● Exercise goal
Return, verbatim, the stretch of the AVR lessons text below from "PWM works by" through "the PWM waveform.".

● Text
++++++

Building on lesson 4, we can now handle serial input. The companion function - receive - busy waits on USART Receive Complete, and then returns the Data Register (UCSR0A & (1 << RXC0)). The busy wait is not good for applications that shouldn't block on serial IO, but for now it's good enough.

Reusing your code from lesson 4, write a program to read a character from the serial port and echo the next one back. If you type 'A' it should echo 'B'. One way to do this is lesson5.c.

Lesson 6: Putting it together: printing button presses and controlling LEDs

I haven't written a sample solution to this yet, but at this point you should know everything you need to read a switch or the serial port and use this to control an LED (and print its status to the serial port). When I do finish this example, you can see lesson6.c

Lesson 7: Analog Output

Digital outputs have a hard time generating outputs other than logic low and high - probably +0 and +Vcc in Arduino applications. It's easy enough to set an LED on a digital pin to 0% or 100% brightness, and we know it's possible to make LEDs glow at less than full brightness, but how? The answer is PWM - Pulse Width Modulation.

PWM works by exploiting the fact that we're using rapidly changing signals to manipulate physical objects that can't react as quickly. By sending a series of fast, short pulses we can simulate their average effect. The math is simple: 100ms@100%+900ms@0% has the same average power over 1 second as 1000ms@10%. In other words, a low-pass filter. With that in mind, let's set up the the AVR to do PWM output.

Try writing a program to slowly ramp the brightness of the LED. Or maybe have it fade in and out. lesson7.c is one way to do this. Alas, this solution sucks - it's basically a big nasty busy wait that prevents you from getting any real work done while generating the PWM waveform.

As we learn about hardware PWM, application Note 130 will be your friend. Though it's written for the AT90S8535 and doesn't use gcc, the general principles are still useful. First off, you need a timer to generate pulses. This is created from a counter, a periodic increment and a compare register.

++++++

Collected data entries:
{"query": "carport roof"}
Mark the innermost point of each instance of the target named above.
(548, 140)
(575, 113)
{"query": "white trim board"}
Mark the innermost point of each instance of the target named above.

++++++

● Result of the exercise
PWM works by exploiting the fact that we're using rapidly changing signals to manipulate physical objects that can't react as quickly. By sending a series of fast, short pulses we can simulate their average effect. The math is simple: 100ms@100%+900ms@0% has the same average power over 1 second as 1000ms@10%. In other words, a low-pass filter. With that in mind, let's set up the the AVR to do PWM output.

Try writing a program to slowly ramp the brightness of the LED. Or maybe have it fade in and out. lesson7.c is one way to do this. Alas, this solution sucks - it's basically a big nasty busy wait that prevents you from getting any real work done while generating the PWM waveform.